EXERCISE MATERIAL |
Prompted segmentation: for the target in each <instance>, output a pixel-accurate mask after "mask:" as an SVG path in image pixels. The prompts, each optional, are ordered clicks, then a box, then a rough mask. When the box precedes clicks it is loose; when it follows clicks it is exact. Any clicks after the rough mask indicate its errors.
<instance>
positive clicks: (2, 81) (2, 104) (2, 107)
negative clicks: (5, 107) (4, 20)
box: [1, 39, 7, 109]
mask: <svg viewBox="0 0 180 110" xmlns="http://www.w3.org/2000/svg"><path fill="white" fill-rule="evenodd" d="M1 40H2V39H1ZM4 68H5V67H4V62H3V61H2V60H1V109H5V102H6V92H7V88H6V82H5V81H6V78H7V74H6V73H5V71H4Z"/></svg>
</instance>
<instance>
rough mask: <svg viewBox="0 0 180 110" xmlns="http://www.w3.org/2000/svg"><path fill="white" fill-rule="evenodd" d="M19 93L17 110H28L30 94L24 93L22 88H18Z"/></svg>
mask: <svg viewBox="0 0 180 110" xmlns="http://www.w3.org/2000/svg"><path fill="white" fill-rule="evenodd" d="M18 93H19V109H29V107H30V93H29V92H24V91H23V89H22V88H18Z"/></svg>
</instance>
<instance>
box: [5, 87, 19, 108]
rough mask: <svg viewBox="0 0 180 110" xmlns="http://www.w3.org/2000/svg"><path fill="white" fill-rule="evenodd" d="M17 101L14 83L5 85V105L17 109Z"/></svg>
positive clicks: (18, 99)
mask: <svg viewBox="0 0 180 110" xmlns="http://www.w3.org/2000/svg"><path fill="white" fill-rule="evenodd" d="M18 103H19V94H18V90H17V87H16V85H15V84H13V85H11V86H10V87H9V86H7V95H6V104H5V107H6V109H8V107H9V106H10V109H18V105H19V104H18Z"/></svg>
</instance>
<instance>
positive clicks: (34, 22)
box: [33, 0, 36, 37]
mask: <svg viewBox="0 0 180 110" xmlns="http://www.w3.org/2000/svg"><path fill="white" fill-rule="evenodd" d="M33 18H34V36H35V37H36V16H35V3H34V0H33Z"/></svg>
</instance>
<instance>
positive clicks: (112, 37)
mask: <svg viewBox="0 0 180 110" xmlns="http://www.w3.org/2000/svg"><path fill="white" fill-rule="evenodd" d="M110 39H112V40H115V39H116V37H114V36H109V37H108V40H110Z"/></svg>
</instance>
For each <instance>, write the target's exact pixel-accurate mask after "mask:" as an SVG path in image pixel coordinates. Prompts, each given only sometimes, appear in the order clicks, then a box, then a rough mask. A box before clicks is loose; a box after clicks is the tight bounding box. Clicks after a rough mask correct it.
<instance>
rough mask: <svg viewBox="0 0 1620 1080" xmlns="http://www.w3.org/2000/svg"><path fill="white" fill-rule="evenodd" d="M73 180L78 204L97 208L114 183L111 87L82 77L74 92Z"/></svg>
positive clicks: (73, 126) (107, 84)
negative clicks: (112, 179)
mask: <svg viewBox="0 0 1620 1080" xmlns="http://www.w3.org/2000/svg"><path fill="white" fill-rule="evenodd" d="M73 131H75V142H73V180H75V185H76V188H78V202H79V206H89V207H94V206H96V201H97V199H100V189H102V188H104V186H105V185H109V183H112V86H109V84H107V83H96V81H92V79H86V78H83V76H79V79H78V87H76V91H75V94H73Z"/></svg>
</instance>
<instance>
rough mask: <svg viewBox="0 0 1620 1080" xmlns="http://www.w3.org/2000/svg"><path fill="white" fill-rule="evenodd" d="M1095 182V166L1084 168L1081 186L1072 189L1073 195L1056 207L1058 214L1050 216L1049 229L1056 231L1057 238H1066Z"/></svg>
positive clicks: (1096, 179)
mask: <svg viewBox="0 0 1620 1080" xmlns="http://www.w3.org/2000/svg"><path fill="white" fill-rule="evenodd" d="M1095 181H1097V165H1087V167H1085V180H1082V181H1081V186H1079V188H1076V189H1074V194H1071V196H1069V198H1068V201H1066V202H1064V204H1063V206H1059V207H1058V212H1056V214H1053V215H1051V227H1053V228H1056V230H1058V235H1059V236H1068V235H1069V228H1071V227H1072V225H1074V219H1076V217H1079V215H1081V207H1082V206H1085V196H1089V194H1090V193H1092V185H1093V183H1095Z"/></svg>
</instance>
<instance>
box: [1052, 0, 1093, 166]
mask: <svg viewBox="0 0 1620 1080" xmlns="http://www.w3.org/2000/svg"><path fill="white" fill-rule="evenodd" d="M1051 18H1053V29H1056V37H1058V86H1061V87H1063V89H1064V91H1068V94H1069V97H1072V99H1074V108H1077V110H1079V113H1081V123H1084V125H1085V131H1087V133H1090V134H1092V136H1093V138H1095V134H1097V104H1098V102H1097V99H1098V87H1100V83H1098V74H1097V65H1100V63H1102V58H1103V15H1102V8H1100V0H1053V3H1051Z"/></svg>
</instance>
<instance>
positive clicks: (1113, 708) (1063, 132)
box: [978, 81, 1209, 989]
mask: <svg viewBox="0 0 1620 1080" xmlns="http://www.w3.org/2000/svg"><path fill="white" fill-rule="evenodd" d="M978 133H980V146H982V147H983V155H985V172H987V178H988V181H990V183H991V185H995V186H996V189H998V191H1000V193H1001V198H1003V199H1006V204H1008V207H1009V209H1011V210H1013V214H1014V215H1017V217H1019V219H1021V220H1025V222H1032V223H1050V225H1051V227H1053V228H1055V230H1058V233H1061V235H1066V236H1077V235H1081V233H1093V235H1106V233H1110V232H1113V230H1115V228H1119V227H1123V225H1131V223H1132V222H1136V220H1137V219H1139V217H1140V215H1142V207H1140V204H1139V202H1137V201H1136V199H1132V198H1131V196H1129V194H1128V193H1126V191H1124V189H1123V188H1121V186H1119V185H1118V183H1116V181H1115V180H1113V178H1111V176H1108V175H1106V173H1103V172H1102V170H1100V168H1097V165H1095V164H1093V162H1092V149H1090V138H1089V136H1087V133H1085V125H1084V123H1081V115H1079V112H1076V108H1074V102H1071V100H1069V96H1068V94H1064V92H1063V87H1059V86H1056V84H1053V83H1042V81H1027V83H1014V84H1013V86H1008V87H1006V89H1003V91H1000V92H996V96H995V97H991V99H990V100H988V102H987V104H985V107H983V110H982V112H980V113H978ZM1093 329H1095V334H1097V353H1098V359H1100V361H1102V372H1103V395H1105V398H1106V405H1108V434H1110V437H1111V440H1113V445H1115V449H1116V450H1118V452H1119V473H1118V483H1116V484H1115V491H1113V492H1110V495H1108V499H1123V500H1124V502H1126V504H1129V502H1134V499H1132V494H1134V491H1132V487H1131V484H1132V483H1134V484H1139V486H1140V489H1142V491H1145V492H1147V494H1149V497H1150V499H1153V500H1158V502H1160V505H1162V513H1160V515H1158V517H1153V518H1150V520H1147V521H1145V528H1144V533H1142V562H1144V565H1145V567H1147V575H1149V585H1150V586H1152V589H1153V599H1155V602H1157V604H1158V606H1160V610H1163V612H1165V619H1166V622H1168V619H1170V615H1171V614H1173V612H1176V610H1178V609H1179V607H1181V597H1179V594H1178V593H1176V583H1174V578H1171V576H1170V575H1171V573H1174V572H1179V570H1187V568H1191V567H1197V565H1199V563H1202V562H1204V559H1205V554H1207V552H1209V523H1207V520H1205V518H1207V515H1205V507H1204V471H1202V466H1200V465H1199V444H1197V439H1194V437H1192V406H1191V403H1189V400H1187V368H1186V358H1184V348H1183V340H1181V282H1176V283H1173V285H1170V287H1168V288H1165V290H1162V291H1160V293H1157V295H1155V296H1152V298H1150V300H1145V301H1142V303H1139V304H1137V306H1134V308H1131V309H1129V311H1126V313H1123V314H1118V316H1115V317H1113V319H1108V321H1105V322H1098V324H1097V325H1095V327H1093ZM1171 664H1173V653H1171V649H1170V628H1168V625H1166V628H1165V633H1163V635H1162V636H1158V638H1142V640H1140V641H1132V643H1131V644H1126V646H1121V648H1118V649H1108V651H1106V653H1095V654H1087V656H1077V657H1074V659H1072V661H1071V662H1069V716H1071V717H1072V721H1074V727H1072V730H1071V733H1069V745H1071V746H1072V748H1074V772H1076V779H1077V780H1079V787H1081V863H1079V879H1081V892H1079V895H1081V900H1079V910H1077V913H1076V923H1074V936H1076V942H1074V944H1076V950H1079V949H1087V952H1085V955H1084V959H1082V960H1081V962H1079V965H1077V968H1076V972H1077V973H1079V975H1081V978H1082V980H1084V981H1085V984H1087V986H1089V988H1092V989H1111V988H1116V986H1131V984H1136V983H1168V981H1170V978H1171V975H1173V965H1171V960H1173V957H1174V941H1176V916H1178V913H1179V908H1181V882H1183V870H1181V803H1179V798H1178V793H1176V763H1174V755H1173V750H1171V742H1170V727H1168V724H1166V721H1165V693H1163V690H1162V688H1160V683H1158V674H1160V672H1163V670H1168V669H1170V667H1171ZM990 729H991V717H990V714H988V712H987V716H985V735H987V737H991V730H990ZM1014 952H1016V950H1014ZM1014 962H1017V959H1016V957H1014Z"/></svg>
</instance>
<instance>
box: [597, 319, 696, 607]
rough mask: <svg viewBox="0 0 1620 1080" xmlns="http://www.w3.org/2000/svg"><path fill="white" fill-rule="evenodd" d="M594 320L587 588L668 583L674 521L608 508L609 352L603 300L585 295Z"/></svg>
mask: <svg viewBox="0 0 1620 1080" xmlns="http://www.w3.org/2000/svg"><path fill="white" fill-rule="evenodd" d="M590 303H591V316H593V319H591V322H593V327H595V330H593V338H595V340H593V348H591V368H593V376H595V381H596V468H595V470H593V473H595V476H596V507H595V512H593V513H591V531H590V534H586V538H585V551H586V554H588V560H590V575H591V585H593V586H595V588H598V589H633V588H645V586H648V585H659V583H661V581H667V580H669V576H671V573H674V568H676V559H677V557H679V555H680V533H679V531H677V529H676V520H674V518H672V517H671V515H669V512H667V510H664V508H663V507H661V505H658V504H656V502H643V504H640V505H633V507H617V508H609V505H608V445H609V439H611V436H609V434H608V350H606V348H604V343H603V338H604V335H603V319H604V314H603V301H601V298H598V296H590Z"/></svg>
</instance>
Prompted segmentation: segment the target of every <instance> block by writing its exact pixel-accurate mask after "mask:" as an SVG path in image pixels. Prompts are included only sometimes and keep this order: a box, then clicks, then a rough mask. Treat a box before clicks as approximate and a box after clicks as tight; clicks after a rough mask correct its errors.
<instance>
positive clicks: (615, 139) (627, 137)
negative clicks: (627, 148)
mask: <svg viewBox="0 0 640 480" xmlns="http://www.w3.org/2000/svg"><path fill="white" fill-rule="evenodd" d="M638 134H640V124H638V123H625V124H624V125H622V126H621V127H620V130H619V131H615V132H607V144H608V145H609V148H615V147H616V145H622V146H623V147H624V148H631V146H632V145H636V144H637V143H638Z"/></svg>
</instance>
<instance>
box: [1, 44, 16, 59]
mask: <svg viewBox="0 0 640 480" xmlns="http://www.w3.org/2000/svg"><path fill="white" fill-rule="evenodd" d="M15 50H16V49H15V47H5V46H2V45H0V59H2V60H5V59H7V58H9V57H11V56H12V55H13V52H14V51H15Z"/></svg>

WORK TASK |
A single figure is required: the number of lines above in which the word "after" occurs.

TASK RESULT |
3